Provided material:
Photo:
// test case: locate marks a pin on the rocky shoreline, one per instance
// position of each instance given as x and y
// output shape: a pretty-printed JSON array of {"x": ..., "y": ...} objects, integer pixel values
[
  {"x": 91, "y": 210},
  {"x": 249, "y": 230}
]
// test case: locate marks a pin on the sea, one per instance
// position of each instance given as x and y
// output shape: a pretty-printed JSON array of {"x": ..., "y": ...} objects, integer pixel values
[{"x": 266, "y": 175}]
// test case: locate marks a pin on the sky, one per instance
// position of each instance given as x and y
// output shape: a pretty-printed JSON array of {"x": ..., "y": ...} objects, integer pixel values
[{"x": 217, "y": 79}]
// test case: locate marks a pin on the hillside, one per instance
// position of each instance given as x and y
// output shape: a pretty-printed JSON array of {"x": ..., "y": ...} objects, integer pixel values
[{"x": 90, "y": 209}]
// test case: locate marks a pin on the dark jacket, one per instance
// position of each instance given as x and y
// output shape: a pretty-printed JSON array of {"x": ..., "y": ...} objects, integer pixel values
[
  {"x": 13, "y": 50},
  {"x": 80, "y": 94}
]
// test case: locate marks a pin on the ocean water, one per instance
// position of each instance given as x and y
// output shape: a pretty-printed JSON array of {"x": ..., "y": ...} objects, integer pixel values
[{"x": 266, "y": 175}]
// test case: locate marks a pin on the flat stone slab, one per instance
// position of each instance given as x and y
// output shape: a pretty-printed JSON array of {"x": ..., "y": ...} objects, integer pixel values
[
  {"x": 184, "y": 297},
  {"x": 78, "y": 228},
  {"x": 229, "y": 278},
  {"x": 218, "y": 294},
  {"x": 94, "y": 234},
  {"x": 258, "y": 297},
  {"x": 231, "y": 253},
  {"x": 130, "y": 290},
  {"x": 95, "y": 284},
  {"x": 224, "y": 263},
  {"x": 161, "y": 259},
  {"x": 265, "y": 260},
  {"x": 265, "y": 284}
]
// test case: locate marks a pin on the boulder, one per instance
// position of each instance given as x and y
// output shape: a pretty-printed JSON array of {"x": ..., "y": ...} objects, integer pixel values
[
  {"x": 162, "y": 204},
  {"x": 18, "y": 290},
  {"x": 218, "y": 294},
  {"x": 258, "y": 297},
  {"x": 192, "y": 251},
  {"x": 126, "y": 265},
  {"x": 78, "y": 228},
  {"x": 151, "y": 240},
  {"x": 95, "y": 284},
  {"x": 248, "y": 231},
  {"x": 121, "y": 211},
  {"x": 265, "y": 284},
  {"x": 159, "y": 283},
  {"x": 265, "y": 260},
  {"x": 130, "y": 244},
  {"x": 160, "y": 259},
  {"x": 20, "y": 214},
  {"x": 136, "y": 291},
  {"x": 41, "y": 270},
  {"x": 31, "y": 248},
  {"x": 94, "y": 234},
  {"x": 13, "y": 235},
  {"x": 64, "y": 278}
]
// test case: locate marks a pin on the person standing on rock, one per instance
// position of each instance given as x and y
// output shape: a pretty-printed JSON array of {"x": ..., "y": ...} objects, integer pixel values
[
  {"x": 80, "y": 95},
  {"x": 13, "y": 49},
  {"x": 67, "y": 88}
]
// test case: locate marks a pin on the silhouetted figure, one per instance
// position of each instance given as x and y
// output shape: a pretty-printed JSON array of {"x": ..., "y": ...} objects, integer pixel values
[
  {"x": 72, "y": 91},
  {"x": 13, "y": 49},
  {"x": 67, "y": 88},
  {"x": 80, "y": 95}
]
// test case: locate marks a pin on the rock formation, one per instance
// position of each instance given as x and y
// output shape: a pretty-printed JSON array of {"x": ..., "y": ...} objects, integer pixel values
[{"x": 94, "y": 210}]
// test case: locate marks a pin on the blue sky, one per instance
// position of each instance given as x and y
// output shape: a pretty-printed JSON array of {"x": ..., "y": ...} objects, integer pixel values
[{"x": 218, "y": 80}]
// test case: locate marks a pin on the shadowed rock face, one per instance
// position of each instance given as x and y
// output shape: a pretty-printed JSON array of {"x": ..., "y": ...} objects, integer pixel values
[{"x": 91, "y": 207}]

Aim: Reproduce, character for character, everything from the line containing "face, one per instance" down to the end of the rows above, including both ends.

Answer:
// test case: locate marks a pin on the shadowed rock face, one per instance
// position of each instance given as x and y
// output shape: a pretty-printed JSON array of {"x": ..., "y": ...} objects, integer pixel values
[{"x": 91, "y": 207}]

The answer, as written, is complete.